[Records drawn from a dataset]
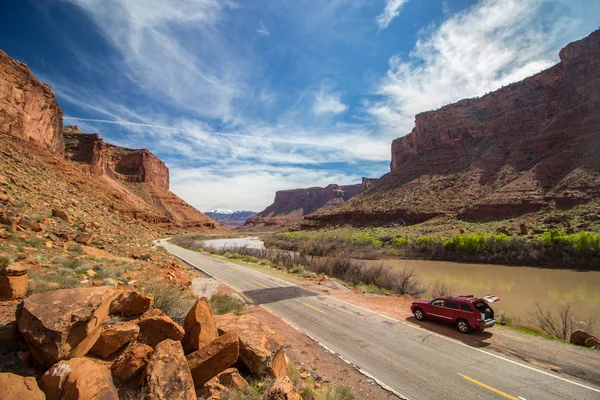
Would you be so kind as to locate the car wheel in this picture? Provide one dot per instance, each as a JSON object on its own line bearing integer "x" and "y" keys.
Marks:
{"x": 463, "y": 326}
{"x": 419, "y": 314}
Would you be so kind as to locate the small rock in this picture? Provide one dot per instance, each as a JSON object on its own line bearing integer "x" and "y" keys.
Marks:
{"x": 282, "y": 389}
{"x": 214, "y": 358}
{"x": 156, "y": 326}
{"x": 168, "y": 374}
{"x": 16, "y": 387}
{"x": 131, "y": 363}
{"x": 61, "y": 215}
{"x": 78, "y": 378}
{"x": 199, "y": 326}
{"x": 112, "y": 338}
{"x": 130, "y": 302}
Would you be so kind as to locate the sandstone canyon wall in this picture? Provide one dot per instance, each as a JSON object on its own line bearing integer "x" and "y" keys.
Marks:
{"x": 528, "y": 146}
{"x": 137, "y": 181}
{"x": 28, "y": 108}
{"x": 290, "y": 206}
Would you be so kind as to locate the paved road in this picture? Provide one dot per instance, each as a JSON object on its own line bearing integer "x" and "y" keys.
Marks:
{"x": 414, "y": 362}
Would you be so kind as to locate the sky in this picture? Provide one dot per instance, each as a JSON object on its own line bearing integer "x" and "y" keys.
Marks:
{"x": 242, "y": 98}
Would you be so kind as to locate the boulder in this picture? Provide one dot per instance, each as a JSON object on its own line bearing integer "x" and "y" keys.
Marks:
{"x": 213, "y": 358}
{"x": 579, "y": 337}
{"x": 168, "y": 374}
{"x": 199, "y": 326}
{"x": 131, "y": 363}
{"x": 84, "y": 238}
{"x": 112, "y": 338}
{"x": 592, "y": 342}
{"x": 130, "y": 302}
{"x": 260, "y": 348}
{"x": 232, "y": 379}
{"x": 156, "y": 326}
{"x": 16, "y": 387}
{"x": 64, "y": 323}
{"x": 61, "y": 215}
{"x": 282, "y": 389}
{"x": 78, "y": 378}
{"x": 8, "y": 320}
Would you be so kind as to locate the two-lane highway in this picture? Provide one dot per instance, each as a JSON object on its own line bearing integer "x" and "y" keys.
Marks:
{"x": 411, "y": 361}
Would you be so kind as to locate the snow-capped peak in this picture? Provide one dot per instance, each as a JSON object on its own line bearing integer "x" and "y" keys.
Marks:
{"x": 221, "y": 211}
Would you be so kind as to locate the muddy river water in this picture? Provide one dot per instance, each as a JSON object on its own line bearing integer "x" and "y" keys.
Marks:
{"x": 518, "y": 287}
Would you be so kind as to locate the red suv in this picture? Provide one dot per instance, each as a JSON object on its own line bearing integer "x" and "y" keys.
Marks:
{"x": 466, "y": 312}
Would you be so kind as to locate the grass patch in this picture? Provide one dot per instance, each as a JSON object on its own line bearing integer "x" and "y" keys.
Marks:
{"x": 170, "y": 299}
{"x": 225, "y": 304}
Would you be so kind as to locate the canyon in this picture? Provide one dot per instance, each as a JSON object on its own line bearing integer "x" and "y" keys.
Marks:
{"x": 526, "y": 148}
{"x": 291, "y": 206}
{"x": 132, "y": 182}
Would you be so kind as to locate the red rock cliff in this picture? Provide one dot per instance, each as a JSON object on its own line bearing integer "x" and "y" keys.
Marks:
{"x": 523, "y": 148}
{"x": 117, "y": 162}
{"x": 28, "y": 108}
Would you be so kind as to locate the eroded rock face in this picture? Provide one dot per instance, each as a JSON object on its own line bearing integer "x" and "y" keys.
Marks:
{"x": 282, "y": 389}
{"x": 16, "y": 387}
{"x": 130, "y": 303}
{"x": 78, "y": 378}
{"x": 514, "y": 151}
{"x": 260, "y": 348}
{"x": 167, "y": 373}
{"x": 64, "y": 323}
{"x": 112, "y": 338}
{"x": 29, "y": 108}
{"x": 199, "y": 326}
{"x": 213, "y": 358}
{"x": 131, "y": 363}
{"x": 156, "y": 326}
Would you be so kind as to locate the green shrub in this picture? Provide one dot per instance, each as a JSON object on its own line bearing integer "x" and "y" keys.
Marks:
{"x": 170, "y": 299}
{"x": 224, "y": 304}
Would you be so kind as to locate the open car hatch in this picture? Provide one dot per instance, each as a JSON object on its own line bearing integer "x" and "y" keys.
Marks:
{"x": 490, "y": 298}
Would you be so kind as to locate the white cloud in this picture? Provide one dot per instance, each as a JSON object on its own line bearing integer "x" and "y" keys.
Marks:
{"x": 491, "y": 44}
{"x": 328, "y": 103}
{"x": 263, "y": 30}
{"x": 392, "y": 10}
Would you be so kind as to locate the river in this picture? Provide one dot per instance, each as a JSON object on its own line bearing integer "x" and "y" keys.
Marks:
{"x": 518, "y": 287}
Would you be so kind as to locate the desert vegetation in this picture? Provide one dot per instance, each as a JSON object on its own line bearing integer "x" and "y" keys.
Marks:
{"x": 554, "y": 248}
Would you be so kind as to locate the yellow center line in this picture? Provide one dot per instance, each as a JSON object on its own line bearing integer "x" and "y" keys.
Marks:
{"x": 483, "y": 385}
{"x": 314, "y": 308}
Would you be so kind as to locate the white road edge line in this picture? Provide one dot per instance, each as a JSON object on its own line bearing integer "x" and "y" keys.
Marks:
{"x": 383, "y": 385}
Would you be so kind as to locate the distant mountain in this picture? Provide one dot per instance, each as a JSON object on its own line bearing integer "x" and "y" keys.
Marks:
{"x": 231, "y": 219}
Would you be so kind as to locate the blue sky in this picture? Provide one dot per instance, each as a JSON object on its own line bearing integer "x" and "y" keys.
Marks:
{"x": 243, "y": 98}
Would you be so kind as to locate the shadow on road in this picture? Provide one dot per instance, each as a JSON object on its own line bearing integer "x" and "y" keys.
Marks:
{"x": 473, "y": 339}
{"x": 272, "y": 295}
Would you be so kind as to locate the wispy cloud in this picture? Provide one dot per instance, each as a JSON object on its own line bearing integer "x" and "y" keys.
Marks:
{"x": 328, "y": 103}
{"x": 392, "y": 10}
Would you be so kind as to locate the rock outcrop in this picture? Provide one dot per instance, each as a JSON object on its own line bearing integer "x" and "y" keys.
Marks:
{"x": 518, "y": 150}
{"x": 290, "y": 206}
{"x": 28, "y": 108}
{"x": 64, "y": 323}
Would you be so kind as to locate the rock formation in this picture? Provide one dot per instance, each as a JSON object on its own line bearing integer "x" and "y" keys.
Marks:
{"x": 290, "y": 206}
{"x": 28, "y": 108}
{"x": 518, "y": 150}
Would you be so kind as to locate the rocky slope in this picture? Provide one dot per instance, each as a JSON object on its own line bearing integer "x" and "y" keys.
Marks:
{"x": 40, "y": 159}
{"x": 290, "y": 206}
{"x": 527, "y": 147}
{"x": 230, "y": 219}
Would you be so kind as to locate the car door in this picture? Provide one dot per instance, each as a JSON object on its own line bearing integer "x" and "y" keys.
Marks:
{"x": 437, "y": 310}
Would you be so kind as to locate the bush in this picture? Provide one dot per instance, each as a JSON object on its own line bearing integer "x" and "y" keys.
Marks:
{"x": 224, "y": 304}
{"x": 170, "y": 299}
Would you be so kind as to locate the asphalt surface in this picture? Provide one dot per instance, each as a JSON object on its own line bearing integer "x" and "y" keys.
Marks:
{"x": 409, "y": 360}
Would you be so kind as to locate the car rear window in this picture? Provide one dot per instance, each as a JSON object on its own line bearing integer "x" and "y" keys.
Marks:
{"x": 452, "y": 304}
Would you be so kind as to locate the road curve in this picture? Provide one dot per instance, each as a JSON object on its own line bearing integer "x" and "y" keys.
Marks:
{"x": 409, "y": 360}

## TASK DIRECTIONS
Every entry, exactly as written: transcribe it, passing over any pictures.

## RESPONSE
Would you be so kind as to locate the car wheel in this picture? Provide one dot per instance, each as a JSON object on its own line bearing integer "x" and "y" keys.
Marks:
{"x": 463, "y": 326}
{"x": 419, "y": 314}
Would you be so kind as to locate the small rock in this picture? Provide one dot per instance, each as a JSON object on its own line bearing integer "x" and "y" keys.
Marks:
{"x": 282, "y": 389}
{"x": 214, "y": 358}
{"x": 156, "y": 326}
{"x": 168, "y": 374}
{"x": 16, "y": 387}
{"x": 131, "y": 363}
{"x": 61, "y": 215}
{"x": 78, "y": 378}
{"x": 199, "y": 326}
{"x": 112, "y": 338}
{"x": 130, "y": 302}
Would you be so kind as to locate the sandstone canyon wall in this picture? Provide one dot per instance, each as a JSON object on its own line bearing integer "x" and "y" keys.
Marks:
{"x": 528, "y": 146}
{"x": 137, "y": 181}
{"x": 28, "y": 108}
{"x": 290, "y": 206}
Would you be so kind as to locate the paved road in this picture? Provide one dot per instance, each as a JSON object on its own line bearing integer "x" and "y" keys.
Marks:
{"x": 414, "y": 362}
Would you be so kind as to locate the sky in this picture? Provide one dot per instance, each as a JSON object on its own line bearing integer "x" and "y" keys.
Marks:
{"x": 242, "y": 98}
Would you be so kind as to locate the boulder in this picture? Provide one dot per instance, each as a JSON object on its own line bearing integer "x" and "y" keys.
Marks:
{"x": 213, "y": 358}
{"x": 579, "y": 337}
{"x": 168, "y": 374}
{"x": 199, "y": 326}
{"x": 131, "y": 363}
{"x": 84, "y": 238}
{"x": 112, "y": 338}
{"x": 592, "y": 342}
{"x": 130, "y": 302}
{"x": 260, "y": 348}
{"x": 232, "y": 379}
{"x": 156, "y": 326}
{"x": 16, "y": 387}
{"x": 64, "y": 323}
{"x": 61, "y": 215}
{"x": 282, "y": 389}
{"x": 78, "y": 378}
{"x": 8, "y": 320}
Would you be so kind as to locate the two-lane highway in this picture? Provide one dot per instance, each as a JSON object on its own line bearing integer "x" and "y" keys.
Marks:
{"x": 411, "y": 361}
Would you be so kind as to locate the snow-capped peak in this picture? Provide one dot per instance, each as a JSON object on its own line bearing integer "x" and "y" keys.
Marks:
{"x": 221, "y": 211}
Would you be so kind as to locate the muddy river water in this picture? Provide one dot per instance, each as a JSON object on its own line bearing integer "x" and "y" keys.
Marks:
{"x": 518, "y": 287}
Would you be so kind as to locate the red suv in this picture? Provide one dot per instance, each as a JSON object on its own line bearing integer "x" and "y" keys.
Marks:
{"x": 466, "y": 312}
Would you be so kind as to locate the grass patch in this picture? Provide one dot per instance, each as a JSON object on its own line bearing integer "x" and "y" keys.
Marks:
{"x": 170, "y": 299}
{"x": 225, "y": 304}
Would you be so kind as to locate the canyon in this picture? Provide one dot per instance, each as a JSON object on its own line bearing integer "x" and "y" keys.
Marks:
{"x": 526, "y": 148}
{"x": 291, "y": 206}
{"x": 132, "y": 182}
Would you be so kind as to locate the red rock cliff in this picture? Provide one dot per instance, each as a JSON object on its own line bearing integer "x" and "y" keys.
Marks:
{"x": 523, "y": 148}
{"x": 117, "y": 162}
{"x": 28, "y": 108}
Would you be so kind as to locate the eroded rock face in this picture? Provide one dot per instance, each as a JSON object on its own line bearing integer "x" and "y" keys.
Marks:
{"x": 282, "y": 389}
{"x": 16, "y": 387}
{"x": 130, "y": 303}
{"x": 78, "y": 378}
{"x": 514, "y": 151}
{"x": 260, "y": 348}
{"x": 167, "y": 373}
{"x": 64, "y": 323}
{"x": 112, "y": 338}
{"x": 29, "y": 108}
{"x": 199, "y": 326}
{"x": 213, "y": 358}
{"x": 131, "y": 363}
{"x": 156, "y": 326}
Would you be so kind as to locate the green shrub in this picture? Provide one dot per instance, each as a JSON object on its own line bearing integer "x" and "y" keys.
Marks:
{"x": 170, "y": 299}
{"x": 224, "y": 304}
Would you be so kind as to locate the open car hatch in this picture? Provide one dot per instance, each as a JSON object on its own line bearing integer "x" and "y" keys.
Marks:
{"x": 490, "y": 298}
Would you be so kind as to locate the white cloud in this picture? Provide one dot per instance, each as a JSON object on its own line bearing integer "x" and "y" keys.
Marks:
{"x": 491, "y": 44}
{"x": 328, "y": 103}
{"x": 263, "y": 30}
{"x": 392, "y": 10}
Would you be so kind as to locate the river in this picture? Provide one dot per instance, each as a JSON object on its own line bearing integer "x" and "y" keys.
Marks:
{"x": 518, "y": 287}
Would you be so kind as to locate the desert vegetation in this picture? Provide one dot per instance, each as a JSON object on its own line bearing integer "x" and "y" keys.
Marks:
{"x": 554, "y": 248}
Would you be so kind as to locate the yellow center line in this picture? Provide one dot per instance, each as a JSON object on its own line bearing integer "x" and "y" keys.
Marks:
{"x": 483, "y": 385}
{"x": 314, "y": 308}
Would you be so kind as to locate the white road edge line in this picture? Provide one dot per instance, each as a JSON object on its own line bearing integer "x" and "y" keys.
Marks:
{"x": 383, "y": 385}
Would you be so kind as to locate the distant mountain in this picture? Provide one dot per instance, each as a JSON object on its own line bearing integer "x" and "y" keys.
Marks:
{"x": 231, "y": 219}
Would you be so kind as to locate the blue sky in this picture? Provide one dot per instance, each as a JSON object on its own line bearing integer "x" and "y" keys.
Marks:
{"x": 243, "y": 98}
Would you be so kind as to locate the shadow on road in this picture? Provide one dot per instance, each as a JSON object on its own line bearing integer "x" and "y" keys.
Marks:
{"x": 473, "y": 339}
{"x": 272, "y": 295}
Would you be so kind as to locate the wispy cloud in this picture? Provide one dot per instance, each as a JSON object on its own line bearing integer "x" and "y" keys.
Marks:
{"x": 328, "y": 103}
{"x": 392, "y": 10}
Would you be so kind as to locate the rock outcrop in this picture? Provide one dot per instance, each as a JSON object on its own line bearing integer "x" and "y" keys.
Marks:
{"x": 518, "y": 150}
{"x": 290, "y": 206}
{"x": 28, "y": 108}
{"x": 64, "y": 323}
Would you be so kind as to locate the rock formation in this picture? Provide one dot per instance, each as a JSON object on its own line bearing integer "x" and "y" keys.
Marks:
{"x": 290, "y": 206}
{"x": 28, "y": 108}
{"x": 518, "y": 150}
Would you be so kind as to locate the rocky slope in this picture? Provide one dot per instance, each as a JSON object on its own line bearing integer "x" and "y" keys.
Marks:
{"x": 40, "y": 159}
{"x": 290, "y": 206}
{"x": 527, "y": 147}
{"x": 230, "y": 219}
Would you be so kind as to locate the car door in this picture? Provide one dot per instance, each as a JSON object on its own line bearing integer "x" and "y" keys.
Marks:
{"x": 437, "y": 310}
Would you be so kind as to locate the bush in this picture? Provide one dot per instance, each as a JSON object on its own line bearing integer "x" and "y" keys.
Marks:
{"x": 224, "y": 304}
{"x": 170, "y": 299}
Would you be so kind as to locate the asphalt surface in this picture? Provide one dot per instance, each as a JSON object on its own line bearing integer "x" and "y" keys.
Marks:
{"x": 409, "y": 360}
Would you be so kind as to locate the car rear window in this picture? Provide one dot per instance, each as a JSON object on its own line bearing integer "x" and "y" keys.
Marks:
{"x": 452, "y": 304}
Would you be so kind as to locate the road curve in this picture? Provide one dot per instance, each as a JSON object on its own line bearing integer "x" and "y" keys.
Marks:
{"x": 409, "y": 360}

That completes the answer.